_Task objective_: Carry the worked solution on the charged particle in electric and magnetic fields forward from its last line.

_Page extract_:
## Begin
Question

A charged particle of mass $ 'm' $ and charge $ 'q' $ moving under the influence of uniform electric field $ E\vec i $ and a uniform magnetic field $ B\vec k $ follows a trajectory from point P to Q as shown in figure. The velocities at P and Q are respectively, $ v\vec i $ and $ - 2v\vec j $ . Then which of the following statements (A, B, C, D) are the correct? (Trajectory shown in schematic and not to scale)
(A) $ E = \dfrac{3}{4}\left( {\dfrac{{m{v^2}}}{{qa}}} \right) $
(B) Rate of work done by the electric field at P is $ \dfrac{3}{4}\left( {\dfrac{{m{v^3}}}{a}} \right) $
(C) Rate of work done by both the field at Q is zero
(D) The difference between the magnitude of angular momentum of the particle at P and Q is $ 2mav $ .

A. (A), (B), (C), (D)
B. (A), (C), (D)
C. (B), (C), (D)
D. (A), (B), (C)

Answer 1

Hint : To solve this question, we need to use the work energy theorem between the points P and Q. The rate of work done can be found out by using the formula for the power. Also, the difference between the magnitudes of the angular momentum can be calculated by using its formula.

Formula used: The formulae which are used to solve this question are given by
 $ {F_E} = qE $ , here $ {F_E} $ is the force applied by the electric field $ E $ on a charge $ q $ .
 $ W = \int\limits_A^B {Fds\cos {{\theta }}} $ , here $ W $ is the total work done by a force $ F $ in displacing a particle from $ A $ to $ B $ , $ ds $ is the displacement, and $ {{\theta }} $ is the angle between $ ds $ and $ F $ .
## End
_Supplied information_:
## Begin
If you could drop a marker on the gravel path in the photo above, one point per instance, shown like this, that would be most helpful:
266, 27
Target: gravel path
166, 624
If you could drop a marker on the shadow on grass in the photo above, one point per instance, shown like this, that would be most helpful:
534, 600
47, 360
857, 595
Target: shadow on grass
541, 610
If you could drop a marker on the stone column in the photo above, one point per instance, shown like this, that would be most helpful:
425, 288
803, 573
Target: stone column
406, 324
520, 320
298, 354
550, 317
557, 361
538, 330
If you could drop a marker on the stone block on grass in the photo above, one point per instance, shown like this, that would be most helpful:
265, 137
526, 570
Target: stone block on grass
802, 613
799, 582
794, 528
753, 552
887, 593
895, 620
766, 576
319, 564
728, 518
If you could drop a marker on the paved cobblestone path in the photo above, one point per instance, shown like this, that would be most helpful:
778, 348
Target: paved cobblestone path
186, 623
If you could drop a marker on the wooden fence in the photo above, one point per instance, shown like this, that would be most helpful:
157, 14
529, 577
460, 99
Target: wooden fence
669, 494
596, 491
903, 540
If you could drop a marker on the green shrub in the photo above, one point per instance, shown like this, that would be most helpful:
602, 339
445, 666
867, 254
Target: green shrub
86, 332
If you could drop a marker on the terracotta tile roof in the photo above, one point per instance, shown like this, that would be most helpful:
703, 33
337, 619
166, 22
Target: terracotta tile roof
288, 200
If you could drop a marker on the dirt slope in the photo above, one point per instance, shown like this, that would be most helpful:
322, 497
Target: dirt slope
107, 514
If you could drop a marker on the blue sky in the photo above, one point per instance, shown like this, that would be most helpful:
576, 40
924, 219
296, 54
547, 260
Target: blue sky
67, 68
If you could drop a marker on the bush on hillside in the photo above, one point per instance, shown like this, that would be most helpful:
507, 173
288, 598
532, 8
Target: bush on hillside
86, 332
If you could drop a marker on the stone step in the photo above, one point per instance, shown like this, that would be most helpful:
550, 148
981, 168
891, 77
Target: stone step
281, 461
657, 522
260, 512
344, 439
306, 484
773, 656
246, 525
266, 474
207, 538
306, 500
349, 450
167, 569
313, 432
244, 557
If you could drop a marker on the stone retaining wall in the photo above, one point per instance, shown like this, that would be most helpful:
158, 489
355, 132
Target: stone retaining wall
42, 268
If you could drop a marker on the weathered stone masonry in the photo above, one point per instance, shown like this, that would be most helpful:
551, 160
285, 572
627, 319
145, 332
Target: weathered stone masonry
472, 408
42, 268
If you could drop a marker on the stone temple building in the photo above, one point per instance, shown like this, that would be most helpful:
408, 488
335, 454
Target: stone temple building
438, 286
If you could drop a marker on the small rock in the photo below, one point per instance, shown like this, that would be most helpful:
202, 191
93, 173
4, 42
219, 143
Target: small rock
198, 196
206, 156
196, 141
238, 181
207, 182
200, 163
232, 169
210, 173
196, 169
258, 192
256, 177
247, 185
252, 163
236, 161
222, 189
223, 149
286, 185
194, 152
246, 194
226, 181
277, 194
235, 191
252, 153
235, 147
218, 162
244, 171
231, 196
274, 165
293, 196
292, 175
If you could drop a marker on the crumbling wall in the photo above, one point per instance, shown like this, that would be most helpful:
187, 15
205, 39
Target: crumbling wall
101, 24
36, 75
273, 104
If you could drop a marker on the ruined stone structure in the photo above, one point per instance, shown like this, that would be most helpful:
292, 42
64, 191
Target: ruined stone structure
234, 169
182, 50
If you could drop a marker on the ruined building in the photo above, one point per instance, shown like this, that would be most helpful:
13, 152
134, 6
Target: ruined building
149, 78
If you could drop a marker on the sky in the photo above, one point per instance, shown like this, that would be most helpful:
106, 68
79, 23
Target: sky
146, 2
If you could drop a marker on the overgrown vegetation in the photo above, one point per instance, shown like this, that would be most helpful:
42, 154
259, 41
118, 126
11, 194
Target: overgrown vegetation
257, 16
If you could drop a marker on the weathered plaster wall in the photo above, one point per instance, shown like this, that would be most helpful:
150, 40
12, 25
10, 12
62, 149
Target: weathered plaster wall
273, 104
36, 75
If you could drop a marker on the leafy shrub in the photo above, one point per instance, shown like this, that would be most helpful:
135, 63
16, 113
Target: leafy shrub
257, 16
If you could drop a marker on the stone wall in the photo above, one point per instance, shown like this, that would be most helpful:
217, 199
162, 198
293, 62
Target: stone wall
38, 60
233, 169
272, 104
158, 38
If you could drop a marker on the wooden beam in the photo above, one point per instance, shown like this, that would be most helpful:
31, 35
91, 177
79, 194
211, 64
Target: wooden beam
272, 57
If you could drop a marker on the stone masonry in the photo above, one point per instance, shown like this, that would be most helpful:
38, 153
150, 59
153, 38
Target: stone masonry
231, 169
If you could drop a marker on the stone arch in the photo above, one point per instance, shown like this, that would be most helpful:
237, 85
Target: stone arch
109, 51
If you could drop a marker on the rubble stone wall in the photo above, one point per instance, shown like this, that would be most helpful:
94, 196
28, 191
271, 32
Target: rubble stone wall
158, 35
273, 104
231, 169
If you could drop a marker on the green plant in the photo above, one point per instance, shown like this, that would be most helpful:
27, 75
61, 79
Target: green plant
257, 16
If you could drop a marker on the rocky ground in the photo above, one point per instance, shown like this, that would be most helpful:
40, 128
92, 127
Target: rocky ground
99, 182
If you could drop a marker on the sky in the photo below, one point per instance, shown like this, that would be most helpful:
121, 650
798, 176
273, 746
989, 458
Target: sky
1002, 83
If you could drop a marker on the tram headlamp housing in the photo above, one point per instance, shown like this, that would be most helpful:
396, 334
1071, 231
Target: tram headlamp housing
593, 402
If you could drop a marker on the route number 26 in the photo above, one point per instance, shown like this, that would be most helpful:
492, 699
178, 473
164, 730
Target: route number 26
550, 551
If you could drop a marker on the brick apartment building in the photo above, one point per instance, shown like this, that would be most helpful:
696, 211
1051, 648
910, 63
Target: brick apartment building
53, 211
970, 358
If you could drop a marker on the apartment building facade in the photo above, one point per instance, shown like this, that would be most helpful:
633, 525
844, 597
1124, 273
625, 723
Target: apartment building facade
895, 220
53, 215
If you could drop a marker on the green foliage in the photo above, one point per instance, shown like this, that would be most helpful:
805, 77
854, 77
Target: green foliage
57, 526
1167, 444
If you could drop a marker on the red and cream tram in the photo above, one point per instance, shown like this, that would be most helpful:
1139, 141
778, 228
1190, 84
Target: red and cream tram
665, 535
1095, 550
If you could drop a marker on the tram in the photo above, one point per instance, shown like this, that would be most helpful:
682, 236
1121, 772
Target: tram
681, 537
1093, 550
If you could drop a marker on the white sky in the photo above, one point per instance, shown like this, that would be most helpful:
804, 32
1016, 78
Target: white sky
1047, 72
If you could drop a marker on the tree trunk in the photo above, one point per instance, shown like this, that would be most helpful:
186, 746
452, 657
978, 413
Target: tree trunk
## End
_Output below_:
 $ P = FV\cos {{\theta }} $ , here $ P $ is the power supplied by a force $ F $ on a particle moving with a velocity $ V $ , and $ {{\theta }} $ is the angle between the force and the velocity.

Complete step by step answer
We know that both the electric and the magnetic forces are conservative forces. Since the particle moves in a region of the electric and the magnetic fields, so the energy of the particle remains conserved between the points P and Q. So from the work energy theorem we have
 $ {W_{PQ}} = {K_Q} - {K_P} $ ………………………..(1)
The work done $ {W_{PQ}} $ is the total work done by the electric and the magnetic force on the charged particle.
 $ \therefore {W_{PQ}} = {W_E} + {W_B} $ ………………………..(2)
Now, work done by the electric field is $ {W_E} = \int\limits_P^Q {{F_E}ds\cos {{\theta }}} $
We know that $ {F_E} = qE $ . So we get
 $ {W_E} = \int\limits_P^Q {qEds\cos {{\theta }}} $
 $ {W_E} = qE\int\limits_P^Q {ds\cos {{\theta }}} $ ………………………..(3)
As the electric field is parallel to the $ x $ -axis, along which the displacement of the particle is $ 2a $ , so we have $ \int\limits_P^Q {ds\cos {{\theta }}} = 2a $
So from (3) we have
 $ {W_E} = 2aqE $ ………………………..(4)
Also, the work done by magnetic field is $ {W_B} = \int\limits_P^Q {{F_B}ds\cos {{\theta }}} $
As we know that the magnetic force is always perpendicular to the motion of the charged particle, so the work done by the magnetic force is always equal to zero.
 $ \therefore {W_B} = 0 $ ………………………..(5)
Substituting (4) and (5) in (2) we get
 $ {W_{PQ}} = 2aqE $ ………………………..(6)
Now, the kinetic energy at point P is
 $ {K_P} = \dfrac{1}{2}m{v^2} $ ………………………..(7)
Also, the kinetic energy at at Q is
 $ {K_Q} = \dfrac{1}{2}m{\left( {2v} \right)^2} $
 $ \Rightarrow {K_Q} = 2m{v^2} $ ………………………..(8)
Substituting (6) (7) and (8) in (1) we get
 $ 2aqE = 2m{v^2} - \dfrac{1}{2}m{v^2} $
 $ \Rightarrow 2aqE = \dfrac{3}{2}m{v^2} $
Dividing by $ 2aq $ we get
 $ E = \dfrac{3}{4}\left( {\dfrac{{m{v^2}}}{{qa}}} \right) $ ………………………..(9)
Hence, the statement (A) is correct.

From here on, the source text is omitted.